DATA FOR THE TASK:
------------------------------

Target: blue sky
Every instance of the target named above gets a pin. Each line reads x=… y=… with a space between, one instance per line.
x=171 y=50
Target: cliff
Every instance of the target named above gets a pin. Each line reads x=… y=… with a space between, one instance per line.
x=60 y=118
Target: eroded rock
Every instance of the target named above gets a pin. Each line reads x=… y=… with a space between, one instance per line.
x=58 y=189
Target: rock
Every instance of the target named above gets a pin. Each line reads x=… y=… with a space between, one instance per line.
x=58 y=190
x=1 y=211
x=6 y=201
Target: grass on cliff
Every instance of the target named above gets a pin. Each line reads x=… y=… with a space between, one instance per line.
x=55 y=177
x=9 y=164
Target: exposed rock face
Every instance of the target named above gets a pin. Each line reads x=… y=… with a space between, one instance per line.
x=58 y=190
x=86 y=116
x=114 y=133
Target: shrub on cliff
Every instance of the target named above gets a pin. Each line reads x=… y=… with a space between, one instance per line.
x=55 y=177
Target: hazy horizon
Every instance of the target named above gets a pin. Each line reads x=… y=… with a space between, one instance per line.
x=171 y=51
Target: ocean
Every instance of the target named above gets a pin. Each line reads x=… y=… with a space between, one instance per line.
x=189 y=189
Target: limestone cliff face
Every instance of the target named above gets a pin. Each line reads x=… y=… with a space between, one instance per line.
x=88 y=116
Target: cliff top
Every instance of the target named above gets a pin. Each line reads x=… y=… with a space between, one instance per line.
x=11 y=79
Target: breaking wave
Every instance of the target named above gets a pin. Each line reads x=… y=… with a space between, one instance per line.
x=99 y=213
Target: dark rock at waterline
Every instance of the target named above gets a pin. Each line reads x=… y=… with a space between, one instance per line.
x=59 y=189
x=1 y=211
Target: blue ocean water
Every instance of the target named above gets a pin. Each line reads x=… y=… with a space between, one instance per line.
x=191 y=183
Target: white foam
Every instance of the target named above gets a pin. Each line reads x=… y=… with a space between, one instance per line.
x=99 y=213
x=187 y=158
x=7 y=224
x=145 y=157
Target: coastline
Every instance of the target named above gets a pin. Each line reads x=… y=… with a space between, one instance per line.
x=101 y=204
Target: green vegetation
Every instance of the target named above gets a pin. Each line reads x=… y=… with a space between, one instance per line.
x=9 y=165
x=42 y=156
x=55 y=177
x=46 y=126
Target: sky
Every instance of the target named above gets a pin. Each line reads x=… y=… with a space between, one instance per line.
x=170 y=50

------------------------------

AIM OF THE EXERCISE: Rewrite the records from the line with "Target: ocean" through the end of the records, swapping "pin" for "marker" wherever it occurs and leaving everything else unchanged.

WRITTEN REPLY:
Target: ocean
Every instance of the target named above gets a marker. Each line reads x=… y=… with a space between, one instance per line.
x=189 y=189
Target: limestone cliff face
Every instance of the target named above gets a marker. Each line reads x=… y=… with a space between, one instance per line.
x=88 y=116
Target: cliff top
Every instance of the target named above gets a marker. Each line reads x=… y=… with a space between, one instance per line.
x=11 y=79
Target: breaking wave
Every instance of the target named above gets a marker. Each line reads x=… y=… with a space between, one instance per line.
x=99 y=213
Target: dark rock at waterline
Every instance of the target named above gets a marker. Each line reads x=… y=… with a space between, one instance per line.
x=59 y=189
x=1 y=211
Target: blue ocean water
Every instance of the target named above gets a marker. Each line reads x=… y=… with a space between, one instance per line.
x=191 y=183
Target: white foam
Every instance of the target named above gets a marker. Each line reads x=… y=… with a space between, one instance per line.
x=99 y=213
x=187 y=158
x=7 y=224
x=145 y=157
Target: coastline
Every instance of the target named above gets a marker. Each line reads x=… y=… with a space between, one instance per line.
x=101 y=204
Target: green vegetation
Every instance of the target named above gets a marker. Each line reads x=… y=… with a space between, one instance per line.
x=9 y=165
x=42 y=156
x=55 y=177
x=46 y=126
Target: sky
Every instance of the target named above gets a marker. Each line reads x=… y=… with a space between, one instance per line.
x=170 y=50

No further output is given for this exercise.